Your task:
Find each line below containing the word "shoreline" and copy it.

☆ ☆ ☆ ☆ ☆ ☆ ☆

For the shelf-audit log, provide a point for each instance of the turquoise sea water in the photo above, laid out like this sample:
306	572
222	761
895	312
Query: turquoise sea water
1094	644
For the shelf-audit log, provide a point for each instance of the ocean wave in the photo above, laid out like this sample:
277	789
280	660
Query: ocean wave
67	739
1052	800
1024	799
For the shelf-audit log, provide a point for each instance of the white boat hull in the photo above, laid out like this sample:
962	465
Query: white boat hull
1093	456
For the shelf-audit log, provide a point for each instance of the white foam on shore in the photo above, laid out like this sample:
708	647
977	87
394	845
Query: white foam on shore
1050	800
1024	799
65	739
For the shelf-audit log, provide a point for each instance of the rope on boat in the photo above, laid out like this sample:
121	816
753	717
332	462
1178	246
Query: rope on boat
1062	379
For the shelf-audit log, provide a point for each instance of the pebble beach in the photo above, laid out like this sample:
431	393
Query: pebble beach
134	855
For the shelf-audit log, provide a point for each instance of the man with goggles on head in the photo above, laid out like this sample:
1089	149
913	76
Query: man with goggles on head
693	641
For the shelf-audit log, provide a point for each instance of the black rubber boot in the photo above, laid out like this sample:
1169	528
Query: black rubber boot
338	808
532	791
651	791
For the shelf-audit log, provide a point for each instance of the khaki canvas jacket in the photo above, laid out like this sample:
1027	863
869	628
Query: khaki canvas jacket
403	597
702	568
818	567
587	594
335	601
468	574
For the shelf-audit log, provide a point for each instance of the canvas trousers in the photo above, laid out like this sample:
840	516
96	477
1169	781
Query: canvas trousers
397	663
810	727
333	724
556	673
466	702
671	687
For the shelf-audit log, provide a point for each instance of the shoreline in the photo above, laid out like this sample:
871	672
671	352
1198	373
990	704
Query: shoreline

☆ ☆ ☆ ☆ ☆ ☆ ☆

Exercise solution:
For the shelf-audit log, provide a point for each instance of the shoreline in the photo above, laid out like this sample:
Query: shoreline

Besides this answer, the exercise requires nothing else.